Stated goal :: Select every line of the entries below that contains the word "peach", and copy each one. Treat case as significant.

[Entries from a dataset]
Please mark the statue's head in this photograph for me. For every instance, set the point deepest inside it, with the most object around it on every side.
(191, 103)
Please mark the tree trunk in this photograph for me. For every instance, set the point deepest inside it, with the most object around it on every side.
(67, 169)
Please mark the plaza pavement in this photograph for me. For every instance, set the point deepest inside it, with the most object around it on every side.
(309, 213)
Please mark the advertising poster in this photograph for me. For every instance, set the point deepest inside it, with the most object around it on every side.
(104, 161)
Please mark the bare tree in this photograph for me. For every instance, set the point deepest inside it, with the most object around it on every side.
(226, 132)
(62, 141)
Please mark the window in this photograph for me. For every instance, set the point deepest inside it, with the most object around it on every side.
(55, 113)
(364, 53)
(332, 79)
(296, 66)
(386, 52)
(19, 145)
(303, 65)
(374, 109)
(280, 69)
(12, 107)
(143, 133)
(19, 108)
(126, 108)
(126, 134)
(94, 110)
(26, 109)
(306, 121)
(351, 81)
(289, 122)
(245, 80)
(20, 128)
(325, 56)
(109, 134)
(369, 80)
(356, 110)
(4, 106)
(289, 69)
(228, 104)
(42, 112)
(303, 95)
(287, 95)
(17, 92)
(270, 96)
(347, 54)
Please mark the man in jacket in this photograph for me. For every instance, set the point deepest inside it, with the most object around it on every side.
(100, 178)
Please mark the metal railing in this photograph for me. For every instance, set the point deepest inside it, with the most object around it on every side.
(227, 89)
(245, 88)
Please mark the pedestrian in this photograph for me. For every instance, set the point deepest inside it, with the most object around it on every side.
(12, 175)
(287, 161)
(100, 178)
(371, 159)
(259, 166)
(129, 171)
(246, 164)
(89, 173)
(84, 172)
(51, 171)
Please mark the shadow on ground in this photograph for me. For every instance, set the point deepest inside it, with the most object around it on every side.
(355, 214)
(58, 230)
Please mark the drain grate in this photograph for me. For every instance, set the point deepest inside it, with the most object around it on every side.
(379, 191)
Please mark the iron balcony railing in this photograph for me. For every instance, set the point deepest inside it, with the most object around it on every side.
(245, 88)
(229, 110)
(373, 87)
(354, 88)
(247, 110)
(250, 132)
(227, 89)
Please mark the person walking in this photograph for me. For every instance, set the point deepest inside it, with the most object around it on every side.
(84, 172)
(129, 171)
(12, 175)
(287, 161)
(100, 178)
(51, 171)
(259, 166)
---
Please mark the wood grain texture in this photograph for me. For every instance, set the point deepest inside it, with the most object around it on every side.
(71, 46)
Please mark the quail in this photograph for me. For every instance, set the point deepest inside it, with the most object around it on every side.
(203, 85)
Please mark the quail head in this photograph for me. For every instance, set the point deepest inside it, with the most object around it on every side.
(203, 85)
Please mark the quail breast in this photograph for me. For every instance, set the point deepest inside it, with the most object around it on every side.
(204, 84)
==
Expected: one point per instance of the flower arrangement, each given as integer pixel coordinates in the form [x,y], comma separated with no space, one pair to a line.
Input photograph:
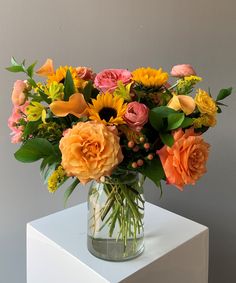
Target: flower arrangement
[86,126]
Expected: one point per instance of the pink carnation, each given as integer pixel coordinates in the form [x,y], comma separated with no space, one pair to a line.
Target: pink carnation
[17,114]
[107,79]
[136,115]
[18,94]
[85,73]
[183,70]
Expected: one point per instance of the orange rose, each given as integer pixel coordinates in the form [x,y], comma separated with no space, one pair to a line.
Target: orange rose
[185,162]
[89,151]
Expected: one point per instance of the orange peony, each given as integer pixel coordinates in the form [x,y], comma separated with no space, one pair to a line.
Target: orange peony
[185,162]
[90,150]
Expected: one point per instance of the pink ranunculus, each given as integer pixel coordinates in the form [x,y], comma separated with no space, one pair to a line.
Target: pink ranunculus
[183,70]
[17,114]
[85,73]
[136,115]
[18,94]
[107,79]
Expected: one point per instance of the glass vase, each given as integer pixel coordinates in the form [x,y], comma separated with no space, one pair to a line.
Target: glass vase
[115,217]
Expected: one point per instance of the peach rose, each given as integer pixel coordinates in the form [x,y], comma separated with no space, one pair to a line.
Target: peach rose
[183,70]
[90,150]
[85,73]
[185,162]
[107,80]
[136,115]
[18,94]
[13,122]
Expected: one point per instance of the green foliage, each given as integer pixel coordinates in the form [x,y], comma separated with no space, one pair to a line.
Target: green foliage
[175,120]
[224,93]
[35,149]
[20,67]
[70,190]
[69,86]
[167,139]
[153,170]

Complete response ::
Expected: one point per instance of the peach rose, each given as integer pixel coordinates in the form [x,y], comma separated with no space, one pair to a line.
Target: peach rose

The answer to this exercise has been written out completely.